# START OF Data shown

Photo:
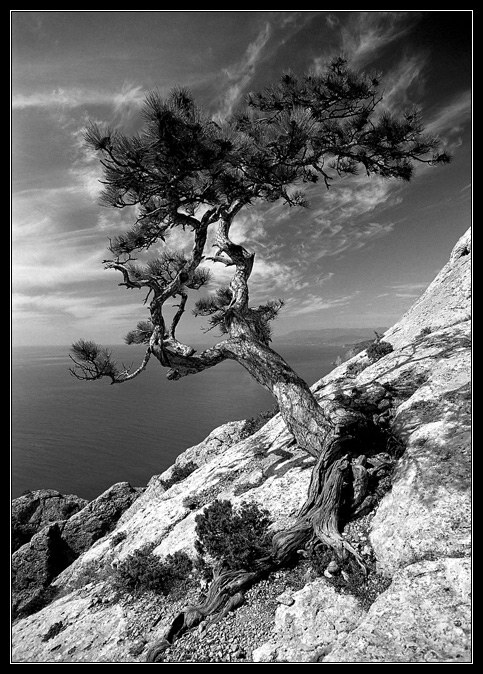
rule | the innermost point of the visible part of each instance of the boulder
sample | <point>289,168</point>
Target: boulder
<point>33,510</point>
<point>34,565</point>
<point>307,629</point>
<point>424,617</point>
<point>99,517</point>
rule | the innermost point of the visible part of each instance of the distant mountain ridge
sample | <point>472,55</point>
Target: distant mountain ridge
<point>330,336</point>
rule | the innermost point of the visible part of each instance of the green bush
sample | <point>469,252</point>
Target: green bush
<point>144,571</point>
<point>236,538</point>
<point>378,349</point>
<point>179,473</point>
<point>366,588</point>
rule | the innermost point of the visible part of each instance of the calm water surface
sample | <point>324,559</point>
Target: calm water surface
<point>81,437</point>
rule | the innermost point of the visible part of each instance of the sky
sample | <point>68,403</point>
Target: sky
<point>358,257</point>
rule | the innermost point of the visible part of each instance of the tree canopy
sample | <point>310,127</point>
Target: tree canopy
<point>186,170</point>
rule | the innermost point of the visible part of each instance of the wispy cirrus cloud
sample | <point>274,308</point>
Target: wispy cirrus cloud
<point>312,303</point>
<point>128,96</point>
<point>239,75</point>
<point>367,33</point>
<point>363,35</point>
<point>448,120</point>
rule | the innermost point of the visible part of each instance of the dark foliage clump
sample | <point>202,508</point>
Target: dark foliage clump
<point>118,538</point>
<point>53,631</point>
<point>350,579</point>
<point>144,571</point>
<point>236,538</point>
<point>378,349</point>
<point>179,473</point>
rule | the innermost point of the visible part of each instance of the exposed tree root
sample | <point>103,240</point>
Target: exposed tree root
<point>338,492</point>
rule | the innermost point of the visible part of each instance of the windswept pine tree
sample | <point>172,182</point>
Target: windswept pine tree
<point>186,170</point>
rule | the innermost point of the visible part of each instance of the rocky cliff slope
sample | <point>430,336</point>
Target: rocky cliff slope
<point>418,532</point>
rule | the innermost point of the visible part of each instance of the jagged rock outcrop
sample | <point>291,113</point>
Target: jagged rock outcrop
<point>419,532</point>
<point>36,563</point>
<point>308,629</point>
<point>99,517</point>
<point>35,509</point>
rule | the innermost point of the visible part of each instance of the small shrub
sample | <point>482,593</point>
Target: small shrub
<point>144,571</point>
<point>366,588</point>
<point>192,502</point>
<point>118,538</point>
<point>236,538</point>
<point>425,331</point>
<point>53,631</point>
<point>179,473</point>
<point>356,368</point>
<point>378,349</point>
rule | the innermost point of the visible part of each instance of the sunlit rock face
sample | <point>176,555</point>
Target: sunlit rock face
<point>420,531</point>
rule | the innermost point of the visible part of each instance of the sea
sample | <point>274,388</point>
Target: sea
<point>81,437</point>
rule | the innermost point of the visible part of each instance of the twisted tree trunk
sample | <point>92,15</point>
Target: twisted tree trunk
<point>337,436</point>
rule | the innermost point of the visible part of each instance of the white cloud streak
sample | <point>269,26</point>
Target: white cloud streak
<point>239,75</point>
<point>129,96</point>
<point>313,304</point>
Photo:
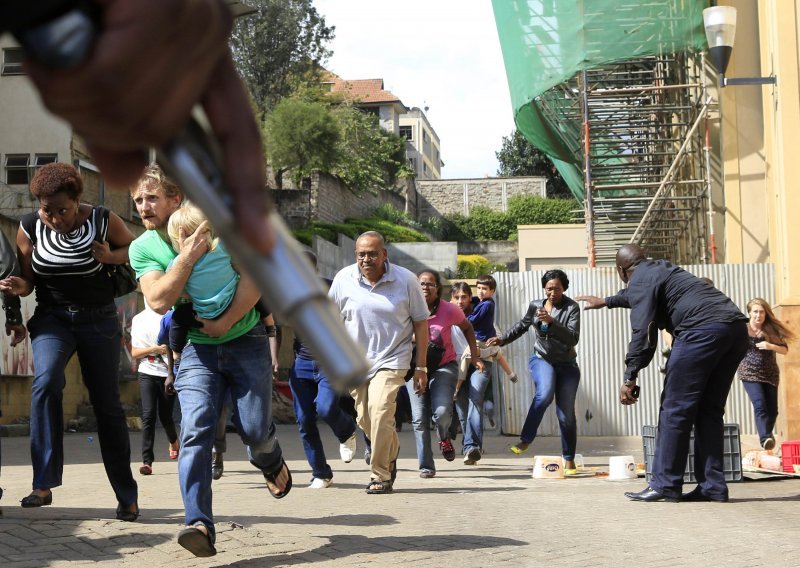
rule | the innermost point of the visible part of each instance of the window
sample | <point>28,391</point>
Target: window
<point>17,169</point>
<point>12,61</point>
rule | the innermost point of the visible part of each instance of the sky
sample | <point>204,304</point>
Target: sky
<point>443,54</point>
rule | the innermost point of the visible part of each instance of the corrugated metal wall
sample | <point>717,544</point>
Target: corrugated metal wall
<point>601,351</point>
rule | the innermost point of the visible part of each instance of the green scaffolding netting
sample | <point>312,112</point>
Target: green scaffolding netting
<point>547,42</point>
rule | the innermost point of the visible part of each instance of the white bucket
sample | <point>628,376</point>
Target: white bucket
<point>621,467</point>
<point>548,467</point>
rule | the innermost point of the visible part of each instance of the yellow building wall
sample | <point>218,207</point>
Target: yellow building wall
<point>779,22</point>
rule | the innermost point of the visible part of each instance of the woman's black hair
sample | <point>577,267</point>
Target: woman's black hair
<point>553,274</point>
<point>436,278</point>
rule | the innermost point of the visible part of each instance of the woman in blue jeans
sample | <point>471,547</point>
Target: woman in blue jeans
<point>556,320</point>
<point>436,402</point>
<point>759,371</point>
<point>62,249</point>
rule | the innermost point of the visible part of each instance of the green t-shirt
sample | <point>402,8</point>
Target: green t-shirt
<point>150,252</point>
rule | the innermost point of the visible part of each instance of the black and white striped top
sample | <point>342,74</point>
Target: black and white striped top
<point>65,272</point>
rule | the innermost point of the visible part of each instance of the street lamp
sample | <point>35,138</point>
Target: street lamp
<point>720,24</point>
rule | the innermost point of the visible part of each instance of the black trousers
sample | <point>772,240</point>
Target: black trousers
<point>155,402</point>
<point>699,376</point>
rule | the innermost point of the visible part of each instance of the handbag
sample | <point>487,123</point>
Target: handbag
<point>123,278</point>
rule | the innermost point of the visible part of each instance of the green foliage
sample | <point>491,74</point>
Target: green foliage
<point>369,157</point>
<point>301,136</point>
<point>483,224</point>
<point>535,210</point>
<point>519,158</point>
<point>279,47</point>
<point>473,265</point>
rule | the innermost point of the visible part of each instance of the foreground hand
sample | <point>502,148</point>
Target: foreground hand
<point>592,302</point>
<point>14,285</point>
<point>626,395</point>
<point>152,62</point>
<point>19,333</point>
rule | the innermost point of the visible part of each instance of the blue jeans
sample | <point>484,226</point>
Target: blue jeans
<point>764,397</point>
<point>437,403</point>
<point>313,396</point>
<point>155,403</point>
<point>699,376</point>
<point>242,365</point>
<point>95,334</point>
<point>559,381</point>
<point>469,405</point>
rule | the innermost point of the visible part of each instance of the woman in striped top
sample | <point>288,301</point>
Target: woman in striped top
<point>62,248</point>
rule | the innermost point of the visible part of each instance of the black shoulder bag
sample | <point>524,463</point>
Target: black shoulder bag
<point>123,278</point>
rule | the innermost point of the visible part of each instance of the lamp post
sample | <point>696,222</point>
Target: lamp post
<point>720,25</point>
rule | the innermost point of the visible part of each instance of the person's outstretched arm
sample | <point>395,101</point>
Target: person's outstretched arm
<point>152,62</point>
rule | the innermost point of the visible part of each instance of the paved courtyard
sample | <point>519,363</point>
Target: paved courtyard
<point>493,514</point>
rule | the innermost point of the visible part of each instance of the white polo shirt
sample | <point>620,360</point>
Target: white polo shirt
<point>380,318</point>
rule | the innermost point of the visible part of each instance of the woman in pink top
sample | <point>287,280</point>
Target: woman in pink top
<point>437,401</point>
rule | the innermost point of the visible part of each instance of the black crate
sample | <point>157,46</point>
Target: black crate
<point>732,456</point>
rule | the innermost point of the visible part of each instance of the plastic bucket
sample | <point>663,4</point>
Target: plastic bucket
<point>621,467</point>
<point>548,467</point>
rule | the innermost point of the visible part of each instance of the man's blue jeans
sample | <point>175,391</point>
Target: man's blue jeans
<point>313,396</point>
<point>764,397</point>
<point>469,405</point>
<point>559,381</point>
<point>57,333</point>
<point>244,366</point>
<point>437,403</point>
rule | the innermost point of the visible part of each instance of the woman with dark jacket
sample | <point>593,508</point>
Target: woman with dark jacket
<point>62,248</point>
<point>556,320</point>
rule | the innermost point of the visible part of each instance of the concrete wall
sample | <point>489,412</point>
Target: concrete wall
<point>445,197</point>
<point>550,246</point>
<point>330,201</point>
<point>414,256</point>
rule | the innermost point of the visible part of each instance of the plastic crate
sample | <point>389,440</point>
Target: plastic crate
<point>790,455</point>
<point>732,454</point>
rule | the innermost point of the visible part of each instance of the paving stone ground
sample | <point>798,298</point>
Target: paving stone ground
<point>492,514</point>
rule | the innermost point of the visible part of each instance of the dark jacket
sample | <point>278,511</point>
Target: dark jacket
<point>9,267</point>
<point>557,344</point>
<point>664,296</point>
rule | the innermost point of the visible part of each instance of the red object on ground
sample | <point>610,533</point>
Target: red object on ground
<point>790,455</point>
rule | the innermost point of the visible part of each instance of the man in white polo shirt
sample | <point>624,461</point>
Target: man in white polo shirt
<point>383,307</point>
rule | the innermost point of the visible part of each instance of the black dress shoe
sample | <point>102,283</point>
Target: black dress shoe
<point>649,495</point>
<point>695,495</point>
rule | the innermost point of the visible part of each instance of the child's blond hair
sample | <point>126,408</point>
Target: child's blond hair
<point>188,217</point>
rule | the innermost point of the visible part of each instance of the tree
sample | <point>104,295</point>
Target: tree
<point>281,45</point>
<point>301,136</point>
<point>369,157</point>
<point>518,157</point>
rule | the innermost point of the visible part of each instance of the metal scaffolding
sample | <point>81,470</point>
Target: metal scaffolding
<point>643,147</point>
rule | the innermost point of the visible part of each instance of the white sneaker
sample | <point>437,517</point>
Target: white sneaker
<point>348,450</point>
<point>317,483</point>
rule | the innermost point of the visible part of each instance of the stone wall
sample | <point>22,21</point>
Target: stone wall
<point>330,201</point>
<point>445,197</point>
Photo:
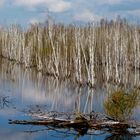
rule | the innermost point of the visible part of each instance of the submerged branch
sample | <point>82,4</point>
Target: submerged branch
<point>83,122</point>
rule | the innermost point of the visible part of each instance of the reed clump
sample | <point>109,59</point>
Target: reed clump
<point>120,104</point>
<point>76,52</point>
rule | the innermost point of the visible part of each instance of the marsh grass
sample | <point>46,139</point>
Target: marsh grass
<point>120,104</point>
<point>76,52</point>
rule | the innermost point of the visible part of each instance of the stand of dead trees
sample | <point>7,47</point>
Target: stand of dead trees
<point>76,52</point>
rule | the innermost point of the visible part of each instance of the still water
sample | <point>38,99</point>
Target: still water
<point>23,90</point>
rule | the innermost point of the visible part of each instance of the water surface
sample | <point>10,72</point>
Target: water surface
<point>23,90</point>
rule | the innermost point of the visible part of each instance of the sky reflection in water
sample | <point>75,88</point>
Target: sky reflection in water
<point>27,90</point>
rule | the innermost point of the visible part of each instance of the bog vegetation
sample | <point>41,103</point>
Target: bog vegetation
<point>77,52</point>
<point>120,104</point>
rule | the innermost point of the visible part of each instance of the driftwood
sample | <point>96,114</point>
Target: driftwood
<point>83,122</point>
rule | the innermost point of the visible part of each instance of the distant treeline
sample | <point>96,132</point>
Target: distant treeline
<point>77,52</point>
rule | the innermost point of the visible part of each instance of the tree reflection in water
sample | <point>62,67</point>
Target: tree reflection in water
<point>4,101</point>
<point>119,137</point>
<point>120,104</point>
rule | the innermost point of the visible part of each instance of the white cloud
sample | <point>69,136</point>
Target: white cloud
<point>86,16</point>
<point>34,21</point>
<point>52,5</point>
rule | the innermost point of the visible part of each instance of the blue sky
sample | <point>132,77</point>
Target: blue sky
<point>68,11</point>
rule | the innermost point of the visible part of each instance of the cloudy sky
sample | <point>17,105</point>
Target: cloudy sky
<point>67,11</point>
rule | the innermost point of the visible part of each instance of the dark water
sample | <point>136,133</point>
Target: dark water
<point>23,90</point>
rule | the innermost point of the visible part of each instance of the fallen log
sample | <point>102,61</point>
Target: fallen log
<point>83,122</point>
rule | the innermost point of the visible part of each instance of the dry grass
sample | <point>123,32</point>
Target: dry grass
<point>76,52</point>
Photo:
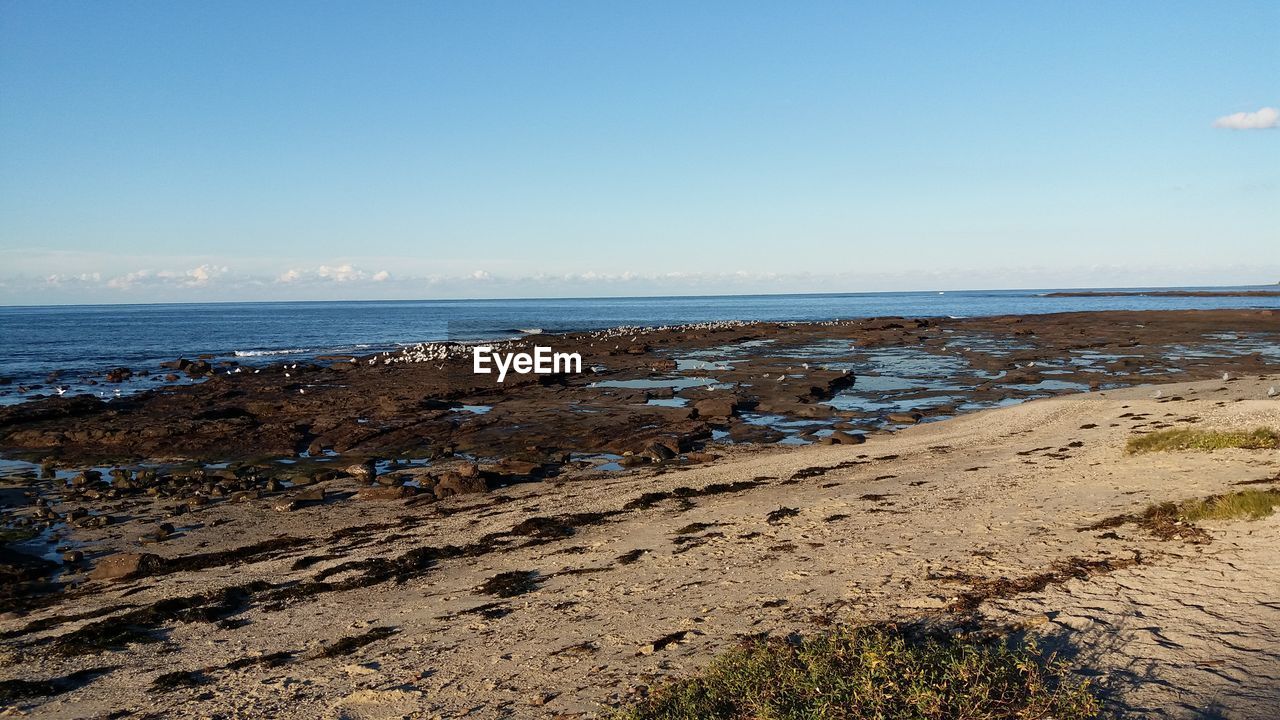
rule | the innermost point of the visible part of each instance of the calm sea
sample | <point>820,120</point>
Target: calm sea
<point>86,340</point>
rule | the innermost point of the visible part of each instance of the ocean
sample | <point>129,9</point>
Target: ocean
<point>82,342</point>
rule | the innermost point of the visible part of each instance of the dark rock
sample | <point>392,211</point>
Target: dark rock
<point>453,483</point>
<point>397,492</point>
<point>124,566</point>
<point>714,408</point>
<point>118,374</point>
<point>848,438</point>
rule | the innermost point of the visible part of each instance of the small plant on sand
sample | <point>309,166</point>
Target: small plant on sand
<point>1176,520</point>
<point>1258,438</point>
<point>1249,505</point>
<point>885,671</point>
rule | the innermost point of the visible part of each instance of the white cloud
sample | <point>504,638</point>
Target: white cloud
<point>1260,119</point>
<point>344,273</point>
<point>195,277</point>
<point>129,279</point>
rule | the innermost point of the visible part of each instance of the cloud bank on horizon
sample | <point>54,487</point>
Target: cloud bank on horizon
<point>346,281</point>
<point>519,150</point>
<point>1264,118</point>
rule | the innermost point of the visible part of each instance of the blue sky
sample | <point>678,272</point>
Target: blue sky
<point>168,151</point>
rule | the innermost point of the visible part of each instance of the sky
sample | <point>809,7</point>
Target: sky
<point>202,151</point>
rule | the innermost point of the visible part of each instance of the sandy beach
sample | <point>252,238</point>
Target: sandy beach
<point>558,598</point>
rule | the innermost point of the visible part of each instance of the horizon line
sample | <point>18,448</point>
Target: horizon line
<point>1086,288</point>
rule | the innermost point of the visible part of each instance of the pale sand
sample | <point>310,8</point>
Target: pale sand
<point>1001,492</point>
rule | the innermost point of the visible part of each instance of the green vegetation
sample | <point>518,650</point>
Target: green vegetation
<point>1251,505</point>
<point>1187,438</point>
<point>1176,520</point>
<point>885,671</point>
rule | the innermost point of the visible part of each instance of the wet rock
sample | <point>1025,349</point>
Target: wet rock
<point>364,472</point>
<point>118,374</point>
<point>200,368</point>
<point>393,492</point>
<point>659,451</point>
<point>714,408</point>
<point>453,483</point>
<point>124,566</point>
<point>841,437</point>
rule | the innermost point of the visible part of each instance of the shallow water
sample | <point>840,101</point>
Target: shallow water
<point>83,341</point>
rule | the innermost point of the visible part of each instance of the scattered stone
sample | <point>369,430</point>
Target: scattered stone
<point>124,566</point>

# END OF Data shown

Exercise brief => Give exactly the lines from the one with "the green vegetation" to the end of the entries, nothing before them.

Exercise solution =>
rule | the innermost point of the visible part of each instance of the green vegetation
sample | <point>518,650</point>
Target: green vegetation
<point>1251,505</point>
<point>1187,438</point>
<point>1176,520</point>
<point>885,671</point>
rule | the innermost point of the visible part of each instance of the wet rock
sample | <point>1025,349</point>
Target: wet rock
<point>364,472</point>
<point>118,374</point>
<point>200,368</point>
<point>393,492</point>
<point>659,451</point>
<point>714,408</point>
<point>453,483</point>
<point>124,566</point>
<point>841,437</point>
rule | the innermost point of the visible part of each instance of the shallow water
sample | <point>840,101</point>
Target: shallow water
<point>83,341</point>
rule | the innermost point of the visible part of each instance of the scattered stone
sample | <point>369,430</point>
Target: scattered stone
<point>124,566</point>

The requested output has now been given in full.